SELECTED EXCERPT |
· · · · · · ·

This isn't to say that the new method is necessarily worse, since there were fuel type categorizations are worse, given the fuel grouping differences between PUDL and EIA, but it does suggest that there's some benefit to be had by refining the imputation further, especially since one of our main applications of this data is to identify unusually expensive coal plants for advocates. We also have the most additional information about the coal deliveries, since we usually know the mine name, what state it's in, maybe a unique ID for the mine, the supplier name, level of ash and sulfur in the coal, what kind of contract it was delivered on, etc.
Here are the proportions of coal records that are being filled in with the different aggregations:
frc[frc.fuel_group_code=="coal"].filled_by.value_counts() / sum(frc.fuel_group_code=="coal")

· · · · · · ·

DATA RECORDS |

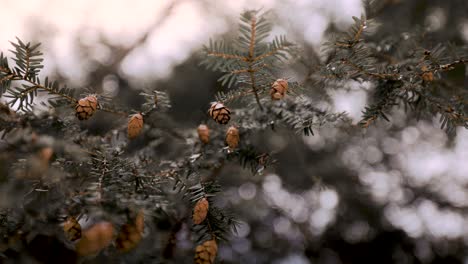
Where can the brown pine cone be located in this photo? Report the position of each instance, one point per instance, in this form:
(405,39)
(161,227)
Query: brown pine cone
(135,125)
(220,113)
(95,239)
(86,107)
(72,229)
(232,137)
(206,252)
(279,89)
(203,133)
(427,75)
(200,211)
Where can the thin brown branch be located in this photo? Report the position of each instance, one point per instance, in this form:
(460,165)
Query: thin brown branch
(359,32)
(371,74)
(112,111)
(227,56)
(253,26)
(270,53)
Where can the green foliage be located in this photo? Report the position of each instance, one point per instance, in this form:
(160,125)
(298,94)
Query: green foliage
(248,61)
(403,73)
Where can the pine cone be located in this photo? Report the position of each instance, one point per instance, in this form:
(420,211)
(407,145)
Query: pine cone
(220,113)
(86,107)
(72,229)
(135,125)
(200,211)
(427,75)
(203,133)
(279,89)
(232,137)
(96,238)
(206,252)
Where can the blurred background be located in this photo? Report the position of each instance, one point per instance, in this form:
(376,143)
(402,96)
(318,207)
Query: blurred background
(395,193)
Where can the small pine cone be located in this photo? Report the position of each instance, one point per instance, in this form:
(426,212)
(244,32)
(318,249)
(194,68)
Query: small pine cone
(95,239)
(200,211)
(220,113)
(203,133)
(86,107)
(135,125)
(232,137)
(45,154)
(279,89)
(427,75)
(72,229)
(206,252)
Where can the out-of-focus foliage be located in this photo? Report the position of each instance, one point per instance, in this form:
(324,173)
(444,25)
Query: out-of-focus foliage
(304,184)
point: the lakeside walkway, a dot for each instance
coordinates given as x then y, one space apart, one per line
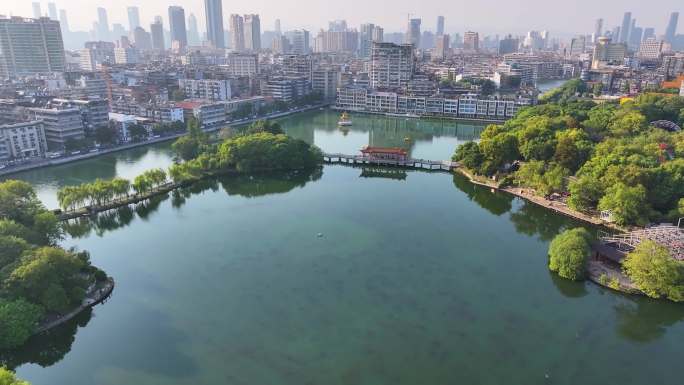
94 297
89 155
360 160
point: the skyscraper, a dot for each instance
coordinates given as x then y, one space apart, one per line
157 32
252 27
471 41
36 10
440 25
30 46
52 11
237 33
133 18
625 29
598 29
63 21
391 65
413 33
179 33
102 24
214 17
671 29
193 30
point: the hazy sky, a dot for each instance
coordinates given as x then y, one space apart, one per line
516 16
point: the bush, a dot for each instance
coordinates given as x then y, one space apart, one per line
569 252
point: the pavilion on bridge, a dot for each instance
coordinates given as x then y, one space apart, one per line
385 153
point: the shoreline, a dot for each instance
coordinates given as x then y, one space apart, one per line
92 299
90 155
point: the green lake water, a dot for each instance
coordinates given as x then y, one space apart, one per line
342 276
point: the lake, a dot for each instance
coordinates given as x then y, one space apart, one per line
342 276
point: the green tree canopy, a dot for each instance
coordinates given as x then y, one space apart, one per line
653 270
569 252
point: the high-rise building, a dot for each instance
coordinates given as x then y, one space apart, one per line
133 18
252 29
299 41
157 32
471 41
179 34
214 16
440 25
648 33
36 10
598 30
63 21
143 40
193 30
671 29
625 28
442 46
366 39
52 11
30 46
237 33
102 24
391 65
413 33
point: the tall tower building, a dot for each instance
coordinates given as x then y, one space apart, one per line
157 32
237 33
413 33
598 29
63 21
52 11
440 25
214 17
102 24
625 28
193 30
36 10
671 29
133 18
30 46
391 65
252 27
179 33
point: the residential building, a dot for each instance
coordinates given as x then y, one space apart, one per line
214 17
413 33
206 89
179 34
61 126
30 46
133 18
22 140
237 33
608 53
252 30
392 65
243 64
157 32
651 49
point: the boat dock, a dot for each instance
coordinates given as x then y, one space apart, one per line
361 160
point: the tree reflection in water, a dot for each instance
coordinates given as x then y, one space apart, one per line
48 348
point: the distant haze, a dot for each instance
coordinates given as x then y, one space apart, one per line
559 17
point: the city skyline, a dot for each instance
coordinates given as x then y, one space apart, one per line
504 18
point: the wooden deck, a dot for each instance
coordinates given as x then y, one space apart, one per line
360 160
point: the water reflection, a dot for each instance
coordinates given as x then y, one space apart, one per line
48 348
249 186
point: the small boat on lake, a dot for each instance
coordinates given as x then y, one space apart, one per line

· · · · · · ·

TASK LIST |
A. According to the passage on coal delivery data, what is one of the main applications of this data?
B. Write the next part of the passage on coal delivery data, picking up after its final line of code.

RESULTS OF THE EXERCISE |
A. Identifying unusually expensive coal plants for advocates.

B.
original 0.713344
state_esc_month 0.144066
region_fgc_month 0.067036
national_esc_month 0.042347
state_fgc_month 0.026690
national_fgc_month 0.004286
state_esc_year 0.001138
region_fgc_year 0.001093
About 11% of all coal records end up getting regional or national average prices assigned to them, and that's a little more than 1/3 of the total coal records which are being filled in.
I'm inclined to say that this is good enough for now, but that because these are probably some of the records we care most about, it will be worth coming back to this issue and trying to use a more generic model like XGBoost or a random forest that can utilize the other information we have.
What do y'all think?
I was ready to say "yes this is good enough", especially considering the results were so similar to our previous method of EIA API values. But now I'm confused!
Here the x-axes are the API based fuel price
I think I'm not understanding exactly what these plots are -- I thought your scatter plots near the top of this issue showed that API vs state-month average were extremely linear. Why are the state-fgc-month
results so much different here? I'd be surprised if changing the agg func from mean to median made that much difference. If it did, that's interesting to know!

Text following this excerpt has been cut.